*** Opening EXTRACTED DATA ***

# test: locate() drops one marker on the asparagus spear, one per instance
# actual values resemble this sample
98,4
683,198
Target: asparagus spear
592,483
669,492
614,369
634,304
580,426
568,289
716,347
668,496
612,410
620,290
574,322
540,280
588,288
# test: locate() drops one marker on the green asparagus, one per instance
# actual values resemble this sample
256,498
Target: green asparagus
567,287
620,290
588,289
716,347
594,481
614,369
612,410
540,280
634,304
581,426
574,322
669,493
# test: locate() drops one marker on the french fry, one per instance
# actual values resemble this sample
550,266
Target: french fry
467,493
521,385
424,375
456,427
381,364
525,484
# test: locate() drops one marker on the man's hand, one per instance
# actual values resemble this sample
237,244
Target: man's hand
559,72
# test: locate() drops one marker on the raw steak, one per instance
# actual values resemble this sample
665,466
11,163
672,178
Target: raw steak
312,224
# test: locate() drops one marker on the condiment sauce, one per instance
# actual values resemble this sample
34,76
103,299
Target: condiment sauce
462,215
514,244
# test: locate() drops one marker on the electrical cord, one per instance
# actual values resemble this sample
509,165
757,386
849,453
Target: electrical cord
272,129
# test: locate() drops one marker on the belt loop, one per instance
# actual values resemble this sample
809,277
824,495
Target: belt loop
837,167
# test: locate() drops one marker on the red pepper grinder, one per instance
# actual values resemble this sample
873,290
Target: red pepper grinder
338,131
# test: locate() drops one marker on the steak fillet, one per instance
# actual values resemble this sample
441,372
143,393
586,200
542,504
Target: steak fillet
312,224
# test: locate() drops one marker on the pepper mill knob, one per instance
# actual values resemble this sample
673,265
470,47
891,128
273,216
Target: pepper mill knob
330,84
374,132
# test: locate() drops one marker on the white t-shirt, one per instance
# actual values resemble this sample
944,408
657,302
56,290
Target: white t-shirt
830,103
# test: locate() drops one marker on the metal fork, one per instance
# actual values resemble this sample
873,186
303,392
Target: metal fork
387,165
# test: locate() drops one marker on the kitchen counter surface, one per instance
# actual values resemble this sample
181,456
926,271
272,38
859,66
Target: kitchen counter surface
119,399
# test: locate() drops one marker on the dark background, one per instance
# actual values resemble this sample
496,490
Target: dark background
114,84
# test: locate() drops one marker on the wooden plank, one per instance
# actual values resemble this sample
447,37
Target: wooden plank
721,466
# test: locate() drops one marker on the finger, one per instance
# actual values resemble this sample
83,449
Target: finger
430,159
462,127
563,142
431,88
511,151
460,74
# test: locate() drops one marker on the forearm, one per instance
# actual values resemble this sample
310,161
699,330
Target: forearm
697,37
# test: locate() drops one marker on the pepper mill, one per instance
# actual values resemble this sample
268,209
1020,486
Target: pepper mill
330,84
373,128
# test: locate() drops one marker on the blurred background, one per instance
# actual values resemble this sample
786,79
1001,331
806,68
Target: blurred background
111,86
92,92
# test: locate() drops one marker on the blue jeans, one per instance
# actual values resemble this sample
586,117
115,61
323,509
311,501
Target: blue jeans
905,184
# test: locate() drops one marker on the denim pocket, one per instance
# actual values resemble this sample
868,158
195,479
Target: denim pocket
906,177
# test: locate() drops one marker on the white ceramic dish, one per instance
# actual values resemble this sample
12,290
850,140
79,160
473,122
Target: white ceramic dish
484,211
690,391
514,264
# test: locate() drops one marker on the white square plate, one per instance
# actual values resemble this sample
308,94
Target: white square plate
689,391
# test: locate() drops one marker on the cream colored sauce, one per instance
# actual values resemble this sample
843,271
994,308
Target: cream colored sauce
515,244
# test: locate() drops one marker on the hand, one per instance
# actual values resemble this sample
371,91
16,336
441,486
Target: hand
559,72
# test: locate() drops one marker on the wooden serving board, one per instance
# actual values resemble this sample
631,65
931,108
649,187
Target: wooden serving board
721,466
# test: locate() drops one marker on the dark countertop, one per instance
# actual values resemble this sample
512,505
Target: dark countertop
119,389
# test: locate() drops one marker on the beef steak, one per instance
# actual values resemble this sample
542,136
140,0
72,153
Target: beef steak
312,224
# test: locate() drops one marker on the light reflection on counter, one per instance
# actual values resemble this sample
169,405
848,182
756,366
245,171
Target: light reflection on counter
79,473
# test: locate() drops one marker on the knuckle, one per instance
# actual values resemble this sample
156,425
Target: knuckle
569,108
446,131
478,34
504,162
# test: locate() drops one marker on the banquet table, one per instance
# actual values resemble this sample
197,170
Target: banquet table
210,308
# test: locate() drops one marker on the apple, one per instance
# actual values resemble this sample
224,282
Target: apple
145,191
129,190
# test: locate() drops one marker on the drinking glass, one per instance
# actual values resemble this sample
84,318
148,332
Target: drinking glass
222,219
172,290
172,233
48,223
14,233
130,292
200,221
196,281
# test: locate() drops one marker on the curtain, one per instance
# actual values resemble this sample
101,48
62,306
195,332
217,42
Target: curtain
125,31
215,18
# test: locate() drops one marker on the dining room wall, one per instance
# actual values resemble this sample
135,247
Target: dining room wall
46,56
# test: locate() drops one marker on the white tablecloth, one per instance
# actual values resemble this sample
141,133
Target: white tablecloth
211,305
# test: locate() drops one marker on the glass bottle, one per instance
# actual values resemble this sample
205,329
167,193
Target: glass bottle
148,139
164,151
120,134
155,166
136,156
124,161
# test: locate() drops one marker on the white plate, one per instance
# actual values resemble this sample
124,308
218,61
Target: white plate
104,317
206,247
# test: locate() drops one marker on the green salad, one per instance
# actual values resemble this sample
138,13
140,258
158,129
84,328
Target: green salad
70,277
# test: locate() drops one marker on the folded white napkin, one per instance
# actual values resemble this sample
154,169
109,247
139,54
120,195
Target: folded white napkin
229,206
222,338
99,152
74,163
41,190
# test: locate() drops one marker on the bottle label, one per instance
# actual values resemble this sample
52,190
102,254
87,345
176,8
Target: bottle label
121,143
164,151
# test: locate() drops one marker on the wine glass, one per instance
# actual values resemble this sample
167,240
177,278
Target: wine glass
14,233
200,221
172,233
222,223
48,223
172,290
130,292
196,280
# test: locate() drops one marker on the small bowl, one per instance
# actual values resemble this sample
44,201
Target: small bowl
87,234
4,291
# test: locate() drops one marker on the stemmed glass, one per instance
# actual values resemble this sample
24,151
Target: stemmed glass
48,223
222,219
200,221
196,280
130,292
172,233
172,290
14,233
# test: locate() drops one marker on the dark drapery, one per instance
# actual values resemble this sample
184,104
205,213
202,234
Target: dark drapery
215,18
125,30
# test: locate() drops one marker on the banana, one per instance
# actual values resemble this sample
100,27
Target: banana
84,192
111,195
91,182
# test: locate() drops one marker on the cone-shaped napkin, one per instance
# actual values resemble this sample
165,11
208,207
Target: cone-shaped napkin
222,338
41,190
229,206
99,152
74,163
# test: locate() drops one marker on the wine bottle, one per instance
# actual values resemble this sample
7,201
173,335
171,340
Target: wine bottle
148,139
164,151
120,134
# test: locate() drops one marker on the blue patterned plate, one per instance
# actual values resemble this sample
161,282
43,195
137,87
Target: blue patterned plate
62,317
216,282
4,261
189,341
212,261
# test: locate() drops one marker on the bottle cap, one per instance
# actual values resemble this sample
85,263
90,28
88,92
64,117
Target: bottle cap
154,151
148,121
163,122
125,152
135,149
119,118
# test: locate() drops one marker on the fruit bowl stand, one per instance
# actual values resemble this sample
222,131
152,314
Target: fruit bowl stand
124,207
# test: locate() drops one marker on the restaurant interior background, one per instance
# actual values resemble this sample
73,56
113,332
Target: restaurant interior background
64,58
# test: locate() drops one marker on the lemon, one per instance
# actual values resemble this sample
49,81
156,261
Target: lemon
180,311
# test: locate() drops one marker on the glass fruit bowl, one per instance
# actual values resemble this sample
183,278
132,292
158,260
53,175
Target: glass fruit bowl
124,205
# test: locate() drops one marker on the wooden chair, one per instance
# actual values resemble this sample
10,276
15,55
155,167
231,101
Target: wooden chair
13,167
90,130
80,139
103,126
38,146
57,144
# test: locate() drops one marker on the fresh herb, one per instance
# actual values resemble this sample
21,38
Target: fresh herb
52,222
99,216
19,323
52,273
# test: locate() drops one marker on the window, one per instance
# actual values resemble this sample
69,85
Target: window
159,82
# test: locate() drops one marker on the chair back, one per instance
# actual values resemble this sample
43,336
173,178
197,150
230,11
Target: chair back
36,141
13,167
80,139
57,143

*** Closing EXTRACTED DATA ***

PROBLEM TO WORK ON
Quote every line from the beginning of the entries up to and including the line that contains "# test: locate() drops one marker on the green asparagus, one".

OUTPUT OF THE TASK
# test: locate() drops one marker on the asparagus spear, one per instance
# actual values resemble this sample
98,4
683,198
Target: asparagus spear
592,483
669,492
614,369
634,304
580,426
568,289
716,347
668,496
612,410
620,290
574,322
540,280
588,288
# test: locate() drops one marker on the green asparagus, one per instance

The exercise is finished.